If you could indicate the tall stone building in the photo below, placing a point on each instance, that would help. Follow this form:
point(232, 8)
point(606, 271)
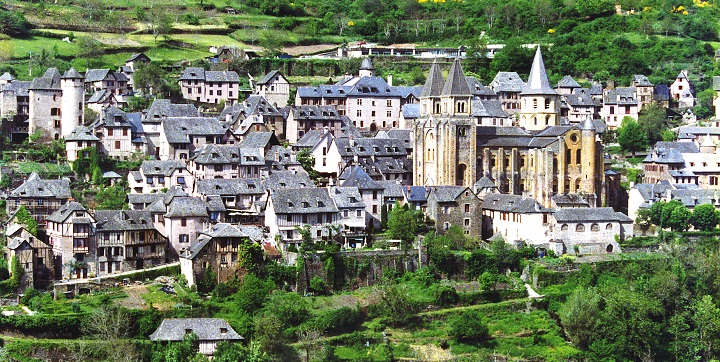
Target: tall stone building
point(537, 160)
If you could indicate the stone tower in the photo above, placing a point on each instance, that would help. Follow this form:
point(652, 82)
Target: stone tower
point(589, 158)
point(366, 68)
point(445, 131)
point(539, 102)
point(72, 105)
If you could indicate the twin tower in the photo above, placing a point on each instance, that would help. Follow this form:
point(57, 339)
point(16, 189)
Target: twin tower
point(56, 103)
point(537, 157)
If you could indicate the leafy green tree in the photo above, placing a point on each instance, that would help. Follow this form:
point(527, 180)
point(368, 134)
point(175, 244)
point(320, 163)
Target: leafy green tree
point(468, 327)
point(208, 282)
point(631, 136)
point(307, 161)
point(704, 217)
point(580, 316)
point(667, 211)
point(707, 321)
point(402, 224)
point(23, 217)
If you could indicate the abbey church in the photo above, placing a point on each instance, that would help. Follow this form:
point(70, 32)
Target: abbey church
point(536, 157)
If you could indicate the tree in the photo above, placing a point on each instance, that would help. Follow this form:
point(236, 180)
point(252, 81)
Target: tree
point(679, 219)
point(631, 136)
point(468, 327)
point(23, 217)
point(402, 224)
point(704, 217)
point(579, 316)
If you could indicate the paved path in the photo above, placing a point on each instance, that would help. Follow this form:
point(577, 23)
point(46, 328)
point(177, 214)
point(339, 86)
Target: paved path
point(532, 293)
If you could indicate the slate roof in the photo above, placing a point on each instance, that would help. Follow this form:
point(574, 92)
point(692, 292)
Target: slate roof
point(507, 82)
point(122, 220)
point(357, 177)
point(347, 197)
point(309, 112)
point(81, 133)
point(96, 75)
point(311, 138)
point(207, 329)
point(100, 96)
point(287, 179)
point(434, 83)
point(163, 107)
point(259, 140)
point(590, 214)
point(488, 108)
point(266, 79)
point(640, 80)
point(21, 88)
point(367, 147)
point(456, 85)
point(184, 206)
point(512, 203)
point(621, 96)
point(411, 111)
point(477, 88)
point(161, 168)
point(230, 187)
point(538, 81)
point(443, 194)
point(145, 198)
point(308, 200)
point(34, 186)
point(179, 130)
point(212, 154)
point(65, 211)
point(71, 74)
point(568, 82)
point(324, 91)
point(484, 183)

======

The request = Lay out all the records above as a numbered list with one line per item. Leave out blank lines and the pictures.

Solution to this exercise =
1. If you could indicate the tall stone building in the photo below, placing a point on each instance, that would help. Follow this form:
2. point(232, 8)
3. point(606, 271)
4. Target: tall stone building
5. point(537, 160)
6. If you could indicate the stone tower in the photo above, placing a point on each instance, that would help. Follow this form:
7. point(652, 82)
8. Target: stone tower
9. point(589, 158)
10. point(366, 68)
11. point(445, 131)
12. point(539, 102)
13. point(72, 105)
14. If you could indicate the twin tower in the photo above, placing a point on each instance, that would help. Follow this form:
15. point(57, 339)
16. point(16, 189)
17. Target: twin tower
18. point(56, 103)
19. point(537, 157)
20. If you could indicate the leafy green tree in the photo above, placing a point on each instance, that would help. Follow this form:
21. point(527, 180)
22. point(368, 134)
23. point(175, 244)
24. point(320, 163)
25. Target: leafy green tree
26. point(468, 327)
27. point(208, 282)
28. point(631, 136)
29. point(307, 161)
30. point(704, 217)
31. point(580, 316)
32. point(667, 211)
33. point(707, 321)
34. point(402, 224)
35. point(23, 217)
36. If you could indicate the abbey church in the photo above, placing a point on each instance, that would help. Follow this form:
37. point(70, 32)
38. Target: abbey church
39. point(536, 157)
40. If you could indicate the tree in the photo above, placing a point on each instance, that would help. Follow this form:
41. point(236, 180)
42. point(252, 81)
43. Target: tree
44. point(679, 219)
45. point(631, 136)
46. point(468, 327)
47. point(23, 217)
48. point(402, 224)
49. point(704, 217)
50. point(579, 316)
51. If you could indicate the paved path in the photo above, placing a point on each instance, that would help. Follow this form:
52. point(577, 23)
53. point(46, 328)
54. point(177, 214)
55. point(339, 86)
56. Target: paved path
57. point(532, 293)
58. If you could indicate the slate roof in the photo above, placing a point on each instance, that would help. Follow this form:
59. point(574, 92)
60. point(692, 292)
61. Target: slate roof
62. point(507, 82)
63. point(122, 220)
64. point(357, 177)
65. point(347, 197)
66. point(309, 112)
67. point(81, 133)
68. point(96, 75)
69. point(311, 138)
70. point(207, 329)
71. point(100, 96)
72. point(287, 179)
73. point(434, 83)
74. point(163, 107)
75. point(259, 140)
76. point(590, 214)
77. point(488, 108)
78. point(266, 79)
79. point(640, 80)
80. point(21, 88)
81. point(367, 147)
82. point(456, 85)
83. point(184, 206)
84. point(512, 203)
85. point(621, 96)
86. point(411, 111)
87. point(477, 88)
88. point(161, 168)
89. point(230, 187)
90. point(538, 81)
91. point(443, 194)
92. point(145, 198)
93. point(308, 200)
94. point(34, 186)
95. point(179, 130)
96. point(212, 154)
97. point(65, 211)
98. point(71, 74)
99. point(568, 82)
100. point(324, 91)
101. point(484, 183)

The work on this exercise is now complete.